• **The request**
Reproduce all entries verbatim, with nothing added or dropped.

— Begin —

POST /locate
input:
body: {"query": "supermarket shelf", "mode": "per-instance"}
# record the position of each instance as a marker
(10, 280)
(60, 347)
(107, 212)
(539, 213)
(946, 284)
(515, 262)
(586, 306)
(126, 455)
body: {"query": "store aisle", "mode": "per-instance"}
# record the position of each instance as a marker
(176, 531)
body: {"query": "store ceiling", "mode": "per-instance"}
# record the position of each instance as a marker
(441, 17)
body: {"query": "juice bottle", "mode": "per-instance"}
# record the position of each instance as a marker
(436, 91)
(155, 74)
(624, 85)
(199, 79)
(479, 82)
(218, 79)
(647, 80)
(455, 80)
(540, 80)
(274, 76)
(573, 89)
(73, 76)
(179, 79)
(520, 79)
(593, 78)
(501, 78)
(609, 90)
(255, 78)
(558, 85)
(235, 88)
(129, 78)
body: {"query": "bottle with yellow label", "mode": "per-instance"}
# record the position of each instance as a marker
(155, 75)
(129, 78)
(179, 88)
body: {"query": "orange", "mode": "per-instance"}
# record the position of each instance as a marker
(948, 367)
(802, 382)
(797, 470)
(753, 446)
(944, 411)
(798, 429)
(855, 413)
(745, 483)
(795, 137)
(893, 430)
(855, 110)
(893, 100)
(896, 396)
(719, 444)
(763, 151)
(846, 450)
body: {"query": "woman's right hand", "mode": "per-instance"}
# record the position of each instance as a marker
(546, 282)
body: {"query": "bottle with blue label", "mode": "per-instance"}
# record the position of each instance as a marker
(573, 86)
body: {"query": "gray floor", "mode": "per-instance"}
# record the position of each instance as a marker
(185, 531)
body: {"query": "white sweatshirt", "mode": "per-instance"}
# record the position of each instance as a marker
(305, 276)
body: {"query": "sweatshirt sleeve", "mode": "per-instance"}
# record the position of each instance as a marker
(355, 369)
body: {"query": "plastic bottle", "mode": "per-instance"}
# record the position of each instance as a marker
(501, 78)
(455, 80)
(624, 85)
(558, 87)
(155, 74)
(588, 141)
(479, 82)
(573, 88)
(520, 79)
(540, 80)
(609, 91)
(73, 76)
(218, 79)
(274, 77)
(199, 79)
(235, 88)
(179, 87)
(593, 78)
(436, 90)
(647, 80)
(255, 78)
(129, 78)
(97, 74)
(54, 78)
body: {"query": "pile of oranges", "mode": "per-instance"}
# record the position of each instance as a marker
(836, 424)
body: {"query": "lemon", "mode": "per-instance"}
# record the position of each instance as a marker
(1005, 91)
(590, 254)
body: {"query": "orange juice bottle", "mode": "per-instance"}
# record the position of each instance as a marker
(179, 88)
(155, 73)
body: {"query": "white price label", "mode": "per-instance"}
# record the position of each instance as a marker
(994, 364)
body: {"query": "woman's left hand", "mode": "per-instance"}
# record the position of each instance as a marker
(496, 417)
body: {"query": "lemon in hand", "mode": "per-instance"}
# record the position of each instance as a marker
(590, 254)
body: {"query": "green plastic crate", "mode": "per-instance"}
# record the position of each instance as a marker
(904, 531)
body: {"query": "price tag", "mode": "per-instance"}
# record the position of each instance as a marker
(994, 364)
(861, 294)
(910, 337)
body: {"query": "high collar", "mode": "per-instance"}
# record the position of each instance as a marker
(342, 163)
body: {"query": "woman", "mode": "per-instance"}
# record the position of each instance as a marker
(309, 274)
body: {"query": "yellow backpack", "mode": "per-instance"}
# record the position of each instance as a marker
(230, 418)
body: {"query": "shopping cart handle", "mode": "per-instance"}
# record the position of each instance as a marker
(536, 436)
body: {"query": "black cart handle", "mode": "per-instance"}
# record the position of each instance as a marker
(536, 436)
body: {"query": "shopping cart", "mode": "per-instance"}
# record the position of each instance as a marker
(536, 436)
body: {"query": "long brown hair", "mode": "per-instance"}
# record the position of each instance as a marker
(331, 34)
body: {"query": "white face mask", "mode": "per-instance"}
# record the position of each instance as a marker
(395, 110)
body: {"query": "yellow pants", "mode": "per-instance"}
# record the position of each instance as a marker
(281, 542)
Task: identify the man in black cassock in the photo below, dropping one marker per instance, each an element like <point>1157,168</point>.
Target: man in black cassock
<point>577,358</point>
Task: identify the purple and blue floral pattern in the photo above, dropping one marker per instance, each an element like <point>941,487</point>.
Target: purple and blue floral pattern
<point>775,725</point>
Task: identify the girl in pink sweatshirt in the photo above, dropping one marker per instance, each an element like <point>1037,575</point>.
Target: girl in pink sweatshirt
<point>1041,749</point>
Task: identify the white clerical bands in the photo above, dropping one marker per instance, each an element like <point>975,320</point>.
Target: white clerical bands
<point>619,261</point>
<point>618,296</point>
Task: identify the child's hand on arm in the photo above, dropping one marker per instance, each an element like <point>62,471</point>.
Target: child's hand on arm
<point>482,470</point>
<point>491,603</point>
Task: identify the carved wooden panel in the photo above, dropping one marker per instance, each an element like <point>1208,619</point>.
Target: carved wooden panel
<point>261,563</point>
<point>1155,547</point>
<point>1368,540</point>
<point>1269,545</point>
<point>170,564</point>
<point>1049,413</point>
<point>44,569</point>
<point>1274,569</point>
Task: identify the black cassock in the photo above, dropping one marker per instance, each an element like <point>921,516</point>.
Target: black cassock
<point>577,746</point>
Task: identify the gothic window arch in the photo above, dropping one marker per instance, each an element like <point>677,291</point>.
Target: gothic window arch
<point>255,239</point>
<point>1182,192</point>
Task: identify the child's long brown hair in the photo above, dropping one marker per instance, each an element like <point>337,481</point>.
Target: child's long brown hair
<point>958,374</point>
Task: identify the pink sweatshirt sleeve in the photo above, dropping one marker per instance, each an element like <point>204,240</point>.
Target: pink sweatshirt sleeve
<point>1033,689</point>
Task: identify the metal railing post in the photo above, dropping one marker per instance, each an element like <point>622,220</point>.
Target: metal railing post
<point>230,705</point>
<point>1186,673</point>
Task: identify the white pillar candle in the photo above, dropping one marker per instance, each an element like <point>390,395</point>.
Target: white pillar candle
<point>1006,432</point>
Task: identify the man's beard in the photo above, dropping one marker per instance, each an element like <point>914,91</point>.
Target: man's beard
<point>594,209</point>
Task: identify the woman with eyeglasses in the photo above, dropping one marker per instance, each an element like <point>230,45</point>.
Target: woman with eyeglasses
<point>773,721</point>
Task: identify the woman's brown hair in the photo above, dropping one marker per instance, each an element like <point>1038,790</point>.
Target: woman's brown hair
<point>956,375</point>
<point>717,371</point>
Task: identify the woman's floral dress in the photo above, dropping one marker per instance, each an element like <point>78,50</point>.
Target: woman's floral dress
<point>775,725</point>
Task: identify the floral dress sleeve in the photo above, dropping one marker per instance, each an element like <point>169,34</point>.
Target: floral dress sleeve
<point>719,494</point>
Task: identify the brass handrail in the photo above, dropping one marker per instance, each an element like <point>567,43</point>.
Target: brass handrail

— End —

• **Exercise solution**
POST /locate
input:
body: {"query": "supermarket shelf", "mode": "per-instance"}
# record the position of each instance as a marker
(10, 280)
(60, 347)
(107, 212)
(539, 213)
(946, 284)
(515, 262)
(586, 306)
(126, 455)
body: {"query": "store aisle", "mode": "per-instance"}
# record the position of each instance as a marker
(176, 531)
body: {"query": "store ceiling", "mode": "per-instance"}
# record the position of each instance as a marker
(441, 17)
body: {"query": "juice bottle", "mode": "per-instance"}
# record the position of each instance as a marker
(436, 91)
(155, 74)
(624, 85)
(199, 79)
(479, 82)
(218, 79)
(647, 80)
(455, 80)
(540, 80)
(274, 76)
(573, 89)
(73, 76)
(179, 79)
(520, 79)
(593, 78)
(501, 78)
(609, 90)
(255, 78)
(558, 85)
(235, 88)
(129, 78)
body: {"query": "bottle with yellow label", "mode": "per-instance"}
# record the position of each instance as a marker
(155, 75)
(129, 78)
(179, 88)
body: {"query": "orange", "mode": "per-instance"}
# record the position of each instance as a marker
(948, 367)
(802, 382)
(797, 470)
(753, 446)
(944, 411)
(798, 429)
(855, 413)
(745, 483)
(795, 137)
(893, 430)
(855, 110)
(893, 100)
(896, 396)
(719, 444)
(763, 151)
(846, 450)
body: {"query": "woman's right hand", "mode": "per-instance"}
# record the position of each instance as a marker
(546, 282)
body: {"query": "bottle with blue label", "mode": "per-instance"}
# record the position of each instance as a marker
(573, 86)
body: {"query": "gray floor", "mode": "per-instance"}
# record the position of each instance as a marker
(185, 531)
body: {"query": "white sweatshirt", "mode": "per-instance"}
# record the position of each instance as a marker
(305, 276)
body: {"query": "sweatshirt sleeve", "mode": "per-instance"}
# record the position of each instance as a marker
(355, 369)
body: {"query": "plastic bottle", "mode": "per-instance"}
# record the position of each instance as a marker
(501, 78)
(455, 80)
(624, 85)
(558, 87)
(155, 74)
(588, 141)
(479, 82)
(573, 88)
(520, 79)
(540, 80)
(609, 91)
(73, 76)
(218, 79)
(274, 77)
(199, 79)
(235, 88)
(179, 87)
(593, 78)
(436, 90)
(647, 80)
(255, 78)
(129, 78)
(97, 74)
(54, 78)
body: {"query": "pile of oranges", "mode": "per-instance"}
# record the position of each instance as a marker
(836, 424)
body: {"query": "lemon", "mode": "per-instance"}
# record the position of each instance as a marker
(1005, 91)
(590, 254)
body: {"query": "orange juice bottle", "mode": "per-instance"}
# record the position of each instance as a marker
(179, 88)
(155, 73)
body: {"query": "white price label", "mode": "per-instance"}
# record the position of each instance as a marker
(994, 364)
body: {"query": "woman's left hand", "mode": "per-instance"}
# record the position of each instance as a marker
(496, 417)
body: {"query": "lemon in hand", "mode": "per-instance"}
# record the position of each instance as a marker
(590, 254)
body: {"query": "green plastic crate", "mode": "per-instance"}
# record the position of each instance as a marker
(904, 531)
body: {"query": "price tag", "mode": "per-instance"}
# record the position of each instance as a marker
(994, 364)
(861, 294)
(910, 337)
body: {"query": "high collar", "mode": "per-instance"}
# record the position of each instance as a marker
(342, 163)
body: {"query": "woman", "mode": "per-instance"}
# record the position of each instance as a marker
(309, 274)
body: {"query": "yellow backpack", "mode": "per-instance"}
# record the position of each instance as a marker
(230, 418)
body: {"query": "shopping cart handle", "mode": "per-instance"}
# record the position of each instance as a marker
(536, 436)
body: {"query": "black cart handle", "mode": "per-instance"}
# record the position of each instance as a marker
(536, 436)
body: {"query": "shopping cart", "mode": "per-instance"}
# record the position of each instance as a marker
(536, 436)
body: {"query": "long brown hair", "mode": "per-instance"}
# record the position of each instance as a marker
(331, 34)
body: {"query": "white face mask", "mode": "per-instance"}
# record the position of each instance as a marker
(395, 110)
body: {"query": "yellow pants", "mode": "per-instance"}
# record the position of each instance as a marker
(281, 542)
Task: identify the man in black cassock in the photo below, dropping one marker per instance, each an element like <point>1157,168</point>.
Target: man in black cassock
<point>577,358</point>
Task: identify the purple and blue floral pattern in the photo above, dropping one marker per instance, each an element like <point>941,487</point>.
Target: purple and blue floral pattern
<point>775,725</point>
Task: identify the girl in pink sweatshirt in the photo above, dropping one marker per instance, each an element like <point>1037,575</point>.
Target: girl in pink sweatshirt
<point>1041,749</point>
Task: identify the white clerical bands in the photo above, dropping one marker per instance, each an element like <point>975,320</point>.
Target: white clerical bands
<point>619,261</point>
<point>618,296</point>
Task: identify the child's hand on arm in the photo above, dropping one marker per instance, each an element like <point>62,471</point>.
Target: child's hand on arm
<point>482,470</point>
<point>491,603</point>
Task: identify the carved wooden panel in the photo above, dropping one marker per instance, each an element like <point>1208,619</point>.
Target: carved wooden panel
<point>261,563</point>
<point>1155,547</point>
<point>1368,540</point>
<point>1269,545</point>
<point>170,564</point>
<point>1049,413</point>
<point>44,569</point>
<point>1274,569</point>
Task: identify the black cassock in the photo above, dropping one marker per instance, each an element like <point>921,516</point>.
Target: black cassock
<point>577,746</point>
Task: identify the gothic window arch in the photo above, dropping one marker per instance, each an element like <point>677,291</point>.
Target: gothic window arch
<point>255,239</point>
<point>1182,192</point>
Task: identify the child's long brown hair in the photo above, dropping one marker per instance, each an element like <point>337,481</point>.
Target: child's long brown hair
<point>958,374</point>
Task: identify the pink sweatshirt sleeve in the photo above, dropping one marker per instance, each an element like <point>204,240</point>.
Target: pink sweatshirt sleeve
<point>1033,689</point>
Task: identify the metal railing post in the photo above, dropping one marker per instance, each an element like <point>622,220</point>.
Target: metal railing post
<point>230,705</point>
<point>1186,673</point>
Task: identify the white pillar candle in the photo above, dropping one marker per instance, each an element like <point>390,395</point>.
Target: white pillar candle
<point>1006,432</point>
Task: identify the man's beard in the photo above, dropping one marker per instance, each an element like <point>914,91</point>.
Target: man's beard
<point>594,209</point>
Task: identify the woman with eyeglasses in the photo above, dropping one marker per instance, each an element like <point>230,45</point>.
Target: woman with eyeglasses
<point>773,721</point>
Task: identify the woman's brown hair in the photo above, dropping one marker per instance, each an element like <point>1038,790</point>.
Target: woman's brown hair
<point>956,375</point>
<point>717,371</point>
Task: identify the woman's floral dress in the photo above, dropping one marker per instance, each an element like <point>78,50</point>.
Target: woman's floral dress
<point>775,725</point>
Task: identify the floral dress sleeve in the photo above, dropping one marker per instance, each an element like <point>169,34</point>.
Target: floral dress sleeve
<point>719,494</point>
Task: identify the brass handrail in the photo above, dropping one marker per instance, each an element like <point>567,43</point>.
Target: brass handrail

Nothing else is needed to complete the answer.